** start SOURCE **

The Mouse and the Monster is a 1996-1997 American animated series created by Jerry Leibowitz for Saban Entertainment. It centered around a mouse named Chesbro, and a beatnik monster named Mo. The show was originally part of the UPN network's 1996 UPN Kids lineup alongside other Saban-produced shows, such as Bureau of Alien Detectors and The Incredible Hulk. Reruns later appeared on the Fox Family Channel. The show subsequently aired on various Disney Channels in Europe following Disney's acquisition of Saban's library of shows.

Ownership of the series passed to Disney in 2001 when Disney acquired Fox Kids Worldwide, which also includes Saban Entertainment. The series is not available on Disney+.

Plot
During what would be his final concert, the brilliant pianist Flatnoteski suffered a heart attack and died. Among the front-row visitors were Dr. Wackerstein and his wife and assistant Olga. Dr. Wackerstein immediately claimed Flatnoteski's brain so that the Doctor could create a body to place said brain in and allow Flatnoteski's genius to live on. For this purpose, Dr. Wackerstein created Mo, a cycloptic golem bearing a passing resemblance to Frankenstein's Monster. However, even without a brain, Mo had a mind and personality of his own and did not want his own newly created life to make room for a brain that wasn't his. An inhabitant of Wackerstein's castle, a mouse named Chesbro, befriended Mo and helped him to flee. Pals together, they are on the run from the mad doctor.

Characters
 Chesbro "Chez" Mouse: An ordinary yellow former lab-mouse. He is Mo's best friend and travel companion, both on the run from Dr. Wackerstein. He has a pessimistic streak, often feeling regretful for leaving a cheese factory over a laboratory job. Chez is constantly busy keeping Mo (and himself) out of trouble.

** end SOURCE **
** start DATASET ENTRIES **

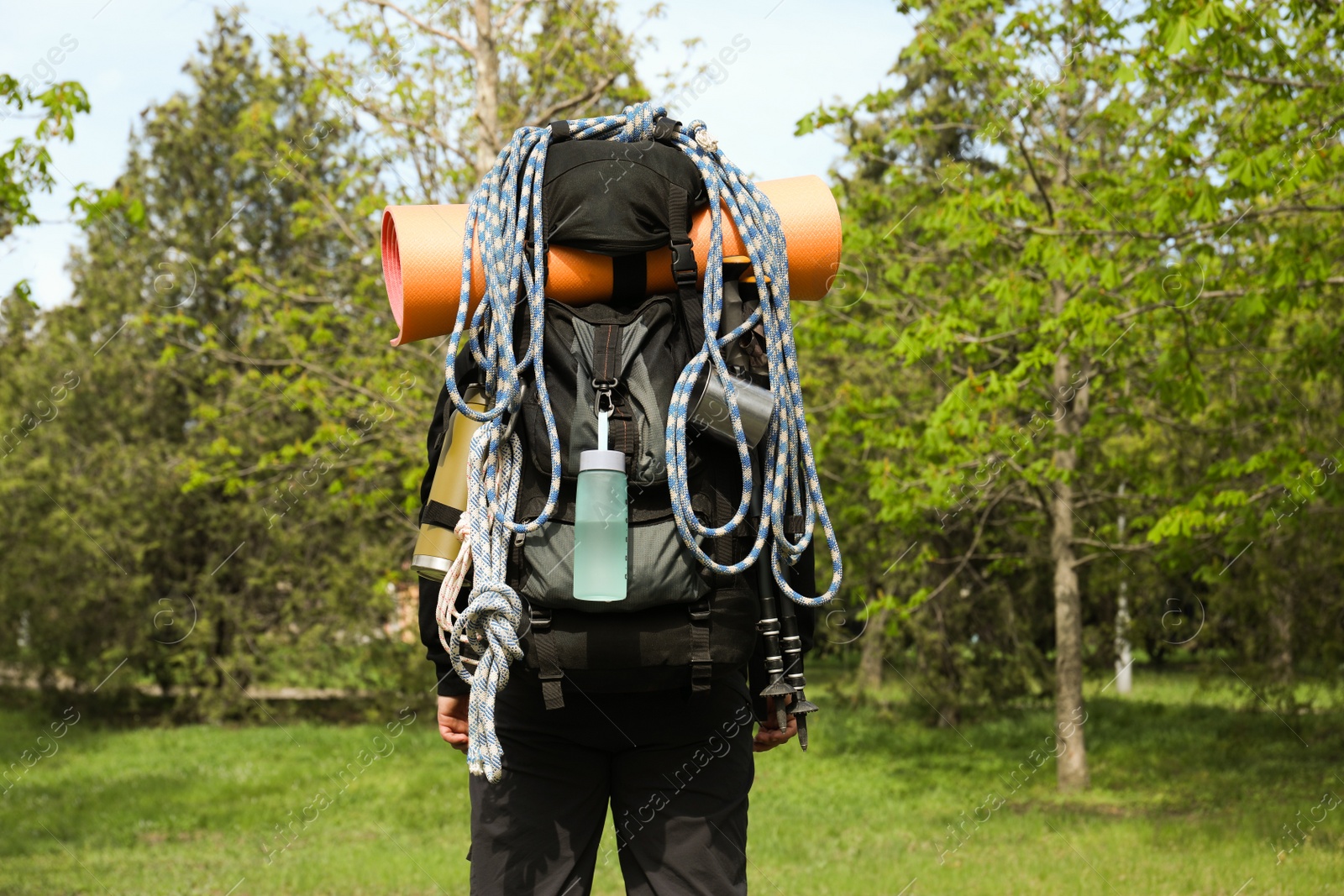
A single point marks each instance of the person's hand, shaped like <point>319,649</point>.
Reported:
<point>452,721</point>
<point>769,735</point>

** end DATASET ENTRIES **
** start DATASET ENTRIES **

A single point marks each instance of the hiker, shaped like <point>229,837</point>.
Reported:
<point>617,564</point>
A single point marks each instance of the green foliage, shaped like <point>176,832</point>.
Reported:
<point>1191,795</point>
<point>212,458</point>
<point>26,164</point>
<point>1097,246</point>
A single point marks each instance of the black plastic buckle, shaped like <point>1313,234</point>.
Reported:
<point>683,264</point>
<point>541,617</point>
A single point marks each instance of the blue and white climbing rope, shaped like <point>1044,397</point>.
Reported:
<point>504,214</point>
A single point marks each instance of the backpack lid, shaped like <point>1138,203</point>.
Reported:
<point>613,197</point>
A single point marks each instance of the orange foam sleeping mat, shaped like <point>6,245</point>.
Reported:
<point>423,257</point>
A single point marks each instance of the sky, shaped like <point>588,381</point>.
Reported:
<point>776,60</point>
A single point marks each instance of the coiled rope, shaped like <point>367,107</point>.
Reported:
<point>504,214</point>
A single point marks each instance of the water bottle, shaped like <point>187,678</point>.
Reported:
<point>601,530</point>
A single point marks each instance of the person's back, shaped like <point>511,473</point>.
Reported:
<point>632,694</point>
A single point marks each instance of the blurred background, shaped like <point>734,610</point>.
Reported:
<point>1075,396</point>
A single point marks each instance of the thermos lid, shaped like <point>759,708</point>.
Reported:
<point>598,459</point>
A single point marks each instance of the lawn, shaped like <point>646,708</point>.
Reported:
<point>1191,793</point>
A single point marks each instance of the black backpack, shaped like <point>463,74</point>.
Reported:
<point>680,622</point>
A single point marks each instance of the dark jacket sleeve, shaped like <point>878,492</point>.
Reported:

** end DATASET ENTRIES **

AIM A:
Answer these from the article on The Mouse and the Monster:
(i) Which network first aired the show in its 1996 lineup for kids?
(ii) In what year did ownership of the series pass to Disney?
(iii) What kind of workplace did Chesbro leave for a laboratory job?
AIM B:
Continue the article on The Mouse and the Monster, starting right after the character entry for Chesbro.

ANSWER A:
(i) UPN
(ii) 2001
(iii) A cheese factory

ANSWER B:
 Mo: A large blue cycloptic beatnik monster. He's cheerful, impulsive, and generally kind. Having been brought into creation rather than being born, Mo possesses a childlike fascination for things he isn't familiar with. He loves drumming on his bongos in a true beatnik fashion. His favorite food is Gumballs, especially Squid-flavored ones. He truly despises Liverwurst, from having been force-fed the stuff while a captive of the doctor, and can go on a berserk rampage if he even so much as hears the word.
 Dr. Wackerstein: A short purple man, who is a lunatic scientist with decent intentions, but insane means. He created Mo so he could place Flatnoteski's Brain inside of his skull, and when he found out Mo had escaped, he chased after him. Wackerstein also has an assistant named Olga, whom he always calls Igor; much to her chagrin, and in spite of her repeated corrections.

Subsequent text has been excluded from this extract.